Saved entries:
*** Begin section ***
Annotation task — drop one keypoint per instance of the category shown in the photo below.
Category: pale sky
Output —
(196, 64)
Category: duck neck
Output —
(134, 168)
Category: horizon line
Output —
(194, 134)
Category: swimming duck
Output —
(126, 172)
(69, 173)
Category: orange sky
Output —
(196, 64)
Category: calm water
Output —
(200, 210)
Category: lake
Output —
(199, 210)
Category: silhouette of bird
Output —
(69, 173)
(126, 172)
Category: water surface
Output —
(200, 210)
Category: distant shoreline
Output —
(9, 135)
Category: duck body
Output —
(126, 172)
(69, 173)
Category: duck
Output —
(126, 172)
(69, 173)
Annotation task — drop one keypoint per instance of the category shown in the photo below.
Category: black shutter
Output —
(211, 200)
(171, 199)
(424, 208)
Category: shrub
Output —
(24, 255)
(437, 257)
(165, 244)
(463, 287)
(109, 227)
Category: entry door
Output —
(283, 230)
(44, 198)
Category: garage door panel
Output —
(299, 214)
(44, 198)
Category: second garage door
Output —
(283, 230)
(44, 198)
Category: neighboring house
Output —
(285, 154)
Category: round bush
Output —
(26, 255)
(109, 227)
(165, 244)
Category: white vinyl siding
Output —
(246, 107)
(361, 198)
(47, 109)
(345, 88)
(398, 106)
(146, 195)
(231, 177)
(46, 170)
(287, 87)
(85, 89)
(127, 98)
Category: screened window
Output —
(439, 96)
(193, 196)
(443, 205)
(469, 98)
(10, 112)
*** End section ***
TASK DESCRIPTION:
Could you set down, exactly as written, the lines above between the one holding "Category: lake" and the one holding "Category: screened window", inclusive, and nothing more?

RESULT OF THE EXERCISE:
Category: lake
Output —
(199, 210)
Category: silhouette of bird
Output —
(69, 173)
(126, 172)
Category: water surface
Output —
(200, 210)
Category: distant shoreline
Output —
(9, 135)
Category: duck body
Output —
(126, 172)
(69, 173)
Category: duck
Output —
(126, 172)
(69, 173)
Annotation task — drop one keypoint per instance of the category shown in the photo below.
Category: black shutter
Output —
(211, 200)
(171, 199)
(424, 208)
Category: shrub
Output —
(24, 255)
(437, 257)
(165, 244)
(463, 287)
(109, 227)
Category: entry door
Output —
(283, 230)
(44, 198)
Category: garage door panel
Output —
(299, 214)
(44, 198)
Category: second garage door
Output —
(283, 230)
(44, 198)
Category: neighboring house
Output —
(285, 154)
Category: round bush
Output —
(26, 255)
(109, 227)
(165, 244)
Category: white vinyl siding
Output —
(246, 107)
(361, 198)
(47, 109)
(345, 88)
(398, 106)
(146, 195)
(231, 177)
(46, 170)
(287, 87)
(85, 89)
(127, 98)
Category: screened window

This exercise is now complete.